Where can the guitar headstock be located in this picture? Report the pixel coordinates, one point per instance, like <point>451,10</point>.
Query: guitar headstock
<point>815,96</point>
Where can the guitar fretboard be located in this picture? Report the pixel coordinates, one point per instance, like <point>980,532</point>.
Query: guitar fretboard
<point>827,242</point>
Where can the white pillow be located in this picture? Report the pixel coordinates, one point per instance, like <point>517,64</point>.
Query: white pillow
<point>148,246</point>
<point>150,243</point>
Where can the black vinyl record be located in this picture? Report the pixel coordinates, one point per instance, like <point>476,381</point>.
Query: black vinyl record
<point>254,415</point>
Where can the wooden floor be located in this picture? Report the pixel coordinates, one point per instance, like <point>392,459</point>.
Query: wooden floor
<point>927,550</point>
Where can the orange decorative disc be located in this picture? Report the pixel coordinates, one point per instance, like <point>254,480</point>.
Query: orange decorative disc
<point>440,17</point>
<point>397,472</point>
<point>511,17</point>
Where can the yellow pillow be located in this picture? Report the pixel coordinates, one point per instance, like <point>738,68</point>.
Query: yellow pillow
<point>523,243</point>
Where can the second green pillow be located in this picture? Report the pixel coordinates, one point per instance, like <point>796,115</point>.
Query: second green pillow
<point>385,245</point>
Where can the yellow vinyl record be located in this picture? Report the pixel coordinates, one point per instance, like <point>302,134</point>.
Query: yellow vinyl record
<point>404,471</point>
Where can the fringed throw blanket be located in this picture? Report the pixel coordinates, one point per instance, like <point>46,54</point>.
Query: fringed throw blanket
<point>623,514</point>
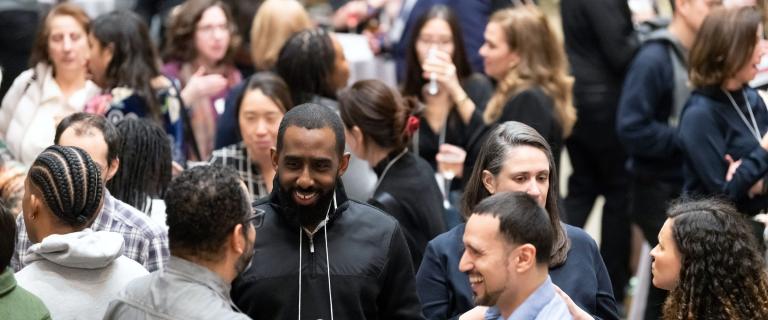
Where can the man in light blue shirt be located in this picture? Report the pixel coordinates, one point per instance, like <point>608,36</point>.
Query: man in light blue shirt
<point>508,240</point>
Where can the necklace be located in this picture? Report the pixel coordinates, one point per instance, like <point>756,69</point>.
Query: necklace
<point>386,169</point>
<point>753,128</point>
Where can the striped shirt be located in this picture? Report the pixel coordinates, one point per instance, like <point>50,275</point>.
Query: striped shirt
<point>146,242</point>
<point>236,156</point>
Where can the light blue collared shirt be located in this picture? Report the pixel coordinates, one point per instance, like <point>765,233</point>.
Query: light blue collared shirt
<point>542,304</point>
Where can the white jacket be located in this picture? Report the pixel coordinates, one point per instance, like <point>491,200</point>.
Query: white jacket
<point>33,107</point>
<point>77,274</point>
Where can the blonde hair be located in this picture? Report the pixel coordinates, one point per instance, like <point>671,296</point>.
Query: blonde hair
<point>542,63</point>
<point>273,24</point>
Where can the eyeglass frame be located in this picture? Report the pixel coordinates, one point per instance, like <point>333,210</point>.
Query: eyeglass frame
<point>255,217</point>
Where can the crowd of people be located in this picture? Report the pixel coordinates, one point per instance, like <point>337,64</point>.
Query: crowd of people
<point>219,164</point>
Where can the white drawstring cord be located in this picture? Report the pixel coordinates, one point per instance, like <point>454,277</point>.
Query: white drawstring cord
<point>301,252</point>
<point>328,266</point>
<point>327,258</point>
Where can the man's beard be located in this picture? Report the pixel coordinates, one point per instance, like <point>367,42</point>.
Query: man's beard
<point>487,299</point>
<point>306,216</point>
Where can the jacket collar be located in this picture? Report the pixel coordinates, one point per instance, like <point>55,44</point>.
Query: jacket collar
<point>716,93</point>
<point>342,202</point>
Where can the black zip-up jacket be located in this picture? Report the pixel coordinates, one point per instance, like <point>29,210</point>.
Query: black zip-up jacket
<point>371,276</point>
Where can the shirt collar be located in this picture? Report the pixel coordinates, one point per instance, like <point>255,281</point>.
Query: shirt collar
<point>198,274</point>
<point>7,282</point>
<point>532,305</point>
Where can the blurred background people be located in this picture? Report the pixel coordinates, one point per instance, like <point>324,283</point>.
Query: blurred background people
<point>725,120</point>
<point>15,17</point>
<point>201,43</point>
<point>273,24</point>
<point>125,64</point>
<point>379,125</point>
<point>600,42</point>
<point>259,109</point>
<point>55,86</point>
<point>532,87</point>
<point>452,115</point>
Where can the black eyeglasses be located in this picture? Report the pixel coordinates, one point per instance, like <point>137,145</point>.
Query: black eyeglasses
<point>255,217</point>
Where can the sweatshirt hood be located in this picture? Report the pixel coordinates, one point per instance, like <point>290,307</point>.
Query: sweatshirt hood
<point>84,249</point>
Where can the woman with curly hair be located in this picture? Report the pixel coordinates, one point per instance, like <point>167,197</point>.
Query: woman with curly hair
<point>202,40</point>
<point>707,259</point>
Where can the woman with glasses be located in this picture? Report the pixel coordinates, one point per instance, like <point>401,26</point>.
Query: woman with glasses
<point>202,41</point>
<point>439,75</point>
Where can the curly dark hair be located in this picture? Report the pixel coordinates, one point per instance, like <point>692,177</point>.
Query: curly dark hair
<point>306,63</point>
<point>204,204</point>
<point>183,24</point>
<point>145,168</point>
<point>134,61</point>
<point>722,273</point>
<point>40,47</point>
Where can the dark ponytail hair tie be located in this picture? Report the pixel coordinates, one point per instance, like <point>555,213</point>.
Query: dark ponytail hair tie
<point>412,124</point>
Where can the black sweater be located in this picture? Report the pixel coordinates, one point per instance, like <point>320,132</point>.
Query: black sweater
<point>371,276</point>
<point>710,128</point>
<point>645,107</point>
<point>409,192</point>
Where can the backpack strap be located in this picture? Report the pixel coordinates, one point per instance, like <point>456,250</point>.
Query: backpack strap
<point>677,55</point>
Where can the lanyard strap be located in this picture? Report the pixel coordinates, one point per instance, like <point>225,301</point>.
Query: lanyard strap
<point>754,129</point>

- [Exercise requirements]: Without any pictures, print the whole listing again exactly as it stands.

- [Result for this task]:
Where can the guitar headstock be located in this picture? Report the pixel coordinates, one point per instance, like <point>451,10</point>.
Query: guitar headstock
<point>815,96</point>
Where can the guitar fretboard be located in this picture? Report the pixel coordinates, one point per instance, like <point>980,532</point>.
Query: guitar fretboard
<point>827,242</point>
Where can the white pillow be located in this picture? Report the pixel coordinates, one point per instance, like <point>517,64</point>.
Query: white pillow
<point>148,246</point>
<point>150,243</point>
Where can the black vinyl record be located in this picture? Report the pixel coordinates, one point per instance, like <point>476,381</point>.
Query: black vinyl record
<point>254,415</point>
Where can the wooden floor be located in this picture? Report the pixel coordinates, one point per instance, like <point>392,459</point>.
Query: wooden floor
<point>927,550</point>
Where can the orange decorative disc be located in this picture? Report the pixel coordinates, one point per instance, like <point>254,480</point>.
Query: orange decorative disc
<point>440,17</point>
<point>397,472</point>
<point>511,17</point>
Where can the yellow pillow be located in this picture? Report the pixel coordinates, one point per instance, like <point>738,68</point>.
Query: yellow pillow
<point>523,243</point>
Where can the second green pillow be located in this picture? Report the pixel coordinates, one point per instance, like <point>796,115</point>.
Query: second green pillow
<point>385,245</point>
Where can the yellow vinyl record be located in this picture? Report the pixel coordinates, one point per instance, like <point>302,134</point>.
Query: yellow vinyl record
<point>404,471</point>
Where can the fringed throw blanket be located in this picture? Report the pixel coordinates, one point per instance, like <point>46,54</point>.
Query: fringed throw blanket
<point>623,514</point>
Where can the man in light blue shirt be located in this picture? Report the pixel coordinates, one point per instance, like <point>608,36</point>.
Query: man in light blue shirt
<point>508,240</point>
Where can the necklace be located in this picture? Report the pixel coordinates, one point per instance, like <point>756,69</point>.
Query: necklace
<point>386,169</point>
<point>753,128</point>
Where can the striped shirt be located in this picture? Report the pixel coordinates, one point per instance, like <point>50,275</point>.
Query: striped shirt
<point>146,242</point>
<point>236,156</point>
Where can the light blue collared shirt be located in this picture? Report the pixel coordinates, one point per instance, like <point>765,233</point>.
Query: light blue collared shirt
<point>542,304</point>
Where can the white jacket be located in this picture? Report the pixel coordinates, one point per instance, like <point>491,200</point>.
Query: white jacket
<point>33,107</point>
<point>77,274</point>
Where can the blonde hair be located in this picture? Report the pixel coordinates, one point per instance, like <point>671,296</point>.
Query: blonde hair
<point>542,63</point>
<point>273,24</point>
Where can the eyeglass frame be located in this picture? Report the pixel coordinates, one point per instance, like <point>333,210</point>.
Query: eyeglass frame
<point>255,217</point>
Where can the crowd of people be located in this picture? Report the pixel coordinates, one point per instance, like <point>337,64</point>.
Query: crowd of people
<point>219,164</point>
Where can the white drawstring cord be located in this picture? Report the pixel coordinates, one point per instance, like <point>454,277</point>.
Query: white drawstring cord
<point>301,252</point>
<point>328,266</point>
<point>327,258</point>
Where can the man's beard be located in this picture? Report the pixel coordinates, one point per instance, like <point>367,42</point>.
Query: man's beard
<point>487,299</point>
<point>306,216</point>
Where can the jacket collar be located in this picture? Report the pixel coordinates, one point per instance, like <point>55,44</point>.
Query: jacket collar
<point>716,93</point>
<point>342,202</point>
Where can the black zip-up jacket be located in this picture? Report the pixel coordinates, one point per instance, like <point>29,210</point>.
Query: black zip-up jacket
<point>371,276</point>
Where can the shirt collar be located in this picture? Report the pixel coordinates, one point per instance, like <point>255,281</point>.
Query: shirt collar
<point>198,274</point>
<point>7,282</point>
<point>532,305</point>
Where can the blurred background people be located in this picture? Report the pixel coordinates, one point per instance, like <point>324,283</point>.
Query: blurred background people
<point>725,120</point>
<point>15,17</point>
<point>201,43</point>
<point>273,24</point>
<point>125,64</point>
<point>379,125</point>
<point>600,42</point>
<point>259,109</point>
<point>55,86</point>
<point>532,87</point>
<point>452,115</point>
Where can the black eyeglasses be located in this picture? Report the pixel coordinates, one point per instance, like <point>137,145</point>.
Query: black eyeglasses
<point>255,217</point>
Where can the sweatshirt hood be located in this picture? Report the pixel coordinates, one point per instance, like <point>290,307</point>.
Query: sweatshirt hood
<point>84,249</point>
Where can the woman with curly hair be located in this picture? Report the pixel coordinates, one point per instance, like <point>167,197</point>.
Query: woman with curly hair
<point>202,40</point>
<point>707,259</point>
Where can the woman with glasses be located in this picture? Report the pixel coordinates, one point per instance, like <point>401,26</point>.
Query: woman with glasses
<point>202,41</point>
<point>439,75</point>
Where can the curly dark hair be located in this picture? Report the pixel coordinates, one point per instance, like <point>692,177</point>.
Query: curly dark hair
<point>306,63</point>
<point>204,204</point>
<point>183,24</point>
<point>145,168</point>
<point>134,61</point>
<point>722,273</point>
<point>40,47</point>
Where can the dark ponytail hair tie be located in this picture? Report the pixel coordinates, one point per instance, like <point>555,213</point>.
Query: dark ponytail hair tie
<point>412,124</point>
Where can the black sweater be located in this picture? Report the pixel coordinates, one point per instance, like <point>320,132</point>.
Query: black sweater
<point>371,276</point>
<point>710,128</point>
<point>645,107</point>
<point>409,192</point>
Where can the backpack strap be located in this picture? Report the pixel coordinates, one point per instance, like <point>456,250</point>.
Query: backpack strap
<point>677,55</point>
Where can the lanyard strap be located in this picture? Report the pixel coordinates, one point per instance, like <point>225,301</point>.
Query: lanyard strap
<point>754,129</point>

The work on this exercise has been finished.